**Excerpted text**

A video doing the rounds shows a man behind the camera sharing his excitement. He was with his friend, all wearing shorts in the cold weather.
“Table Mountain, it is cold chaps. Look at this, hey. This is crazy,” he says, kicking the ‘snow’.
“Absolutely crazy, but it’s worth it. What were we thinking chaps?” he asks two of his friends.
The viral video was posted by Storm Report SA. The page posted: “BREAKING We have a report that it is currently snowing on Table Mountain in Cape Town. Does anyone have more info? We have no idea who to credit.” (sic)
⚠BREAKING— Storm Report SA (@StormReportSA1) August 17, 2020
We have a report that it is currently snowing on Table Mountain in Cape Town. Does anyone have more info? We have no idea who to credit. pic.twitter.com/CGX6Kt6Bgv
The video has garnered thousands of views and prompted many to want to brave the freezing weather to see the ‘snow’.

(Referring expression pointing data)
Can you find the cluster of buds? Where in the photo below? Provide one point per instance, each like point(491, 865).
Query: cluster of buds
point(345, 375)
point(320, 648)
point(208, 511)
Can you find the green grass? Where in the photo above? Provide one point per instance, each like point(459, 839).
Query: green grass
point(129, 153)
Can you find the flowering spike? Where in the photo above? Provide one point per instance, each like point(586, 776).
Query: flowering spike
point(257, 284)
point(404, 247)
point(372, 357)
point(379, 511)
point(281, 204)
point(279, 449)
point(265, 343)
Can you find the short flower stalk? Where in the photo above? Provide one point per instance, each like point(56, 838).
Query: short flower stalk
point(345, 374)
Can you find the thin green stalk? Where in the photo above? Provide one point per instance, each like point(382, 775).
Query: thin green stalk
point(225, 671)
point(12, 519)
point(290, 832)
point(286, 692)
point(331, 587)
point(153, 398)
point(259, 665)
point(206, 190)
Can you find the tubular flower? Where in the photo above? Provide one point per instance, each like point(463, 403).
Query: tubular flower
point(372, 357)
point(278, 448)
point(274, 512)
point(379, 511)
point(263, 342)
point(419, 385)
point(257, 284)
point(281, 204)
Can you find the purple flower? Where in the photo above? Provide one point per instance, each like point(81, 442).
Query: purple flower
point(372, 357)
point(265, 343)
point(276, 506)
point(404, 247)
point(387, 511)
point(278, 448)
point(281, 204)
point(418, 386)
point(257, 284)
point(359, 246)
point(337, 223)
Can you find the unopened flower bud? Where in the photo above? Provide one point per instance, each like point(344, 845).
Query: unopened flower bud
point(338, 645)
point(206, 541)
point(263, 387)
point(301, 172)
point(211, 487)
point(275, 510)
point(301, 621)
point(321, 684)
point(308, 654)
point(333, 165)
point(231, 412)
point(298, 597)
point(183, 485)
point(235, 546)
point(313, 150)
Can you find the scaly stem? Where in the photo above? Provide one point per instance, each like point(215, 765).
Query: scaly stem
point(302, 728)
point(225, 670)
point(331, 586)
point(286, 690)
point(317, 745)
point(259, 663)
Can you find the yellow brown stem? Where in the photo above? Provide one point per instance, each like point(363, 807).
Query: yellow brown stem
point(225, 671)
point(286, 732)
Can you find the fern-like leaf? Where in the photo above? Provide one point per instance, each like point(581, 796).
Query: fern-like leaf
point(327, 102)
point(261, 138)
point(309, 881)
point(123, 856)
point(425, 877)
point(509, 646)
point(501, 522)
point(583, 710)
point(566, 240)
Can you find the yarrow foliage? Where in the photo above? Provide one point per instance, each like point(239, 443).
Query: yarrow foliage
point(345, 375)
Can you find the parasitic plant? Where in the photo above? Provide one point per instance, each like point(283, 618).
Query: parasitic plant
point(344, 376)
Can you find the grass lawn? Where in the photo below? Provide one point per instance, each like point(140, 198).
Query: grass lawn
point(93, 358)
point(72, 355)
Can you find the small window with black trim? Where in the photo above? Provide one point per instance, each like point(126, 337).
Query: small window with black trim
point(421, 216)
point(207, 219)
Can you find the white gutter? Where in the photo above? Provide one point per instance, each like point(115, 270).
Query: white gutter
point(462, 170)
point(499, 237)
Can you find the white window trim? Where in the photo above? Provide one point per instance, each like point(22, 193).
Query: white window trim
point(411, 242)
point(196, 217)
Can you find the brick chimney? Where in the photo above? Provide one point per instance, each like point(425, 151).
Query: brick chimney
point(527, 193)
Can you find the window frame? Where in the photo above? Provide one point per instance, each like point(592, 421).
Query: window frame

**Check your understanding**
A) According to the Table Mountain snow text, which page posted the viral video?
B) Continue the Table Mountain snow text from the end of its last sentence.

**Answers for the tasks**
A) Storm Report SA

B)
One Twitter user @Zakiyah_92 posted: “Apparently there’s snow on table mountain? someone PLSSS LET’S GO.” (sic).
Some are claiming that there was no snow at all. User @IqinisoW commented: “My apartment faces table mountain and devils peak. I don't see any snow at all…”
Another user @orogenGT responded to the video, claiming it was graupel, which Wikipedia describes as a “precipitation that forms when supercooled water droplets are collected and freeze on falling snowflakes”.
He shared: “Freezing level is very low on Table Mountain today. It would be a push to call this snow; but graupel or soft hail is not a term South Africans are are familiar with: https://en.wikipedia.org/wiki/Graupel” (sic)
Wahida Parker, Managing Director of the Table Mountain Aerial Cableway Company, confirmed no snowfalls have been reported on top of Table Mountain.
"The video that has been shared on social media since Sunday shows frost on the mountain, not snow. Our experienced team of engineers and weather experts keep a close eye on the changing weather systems.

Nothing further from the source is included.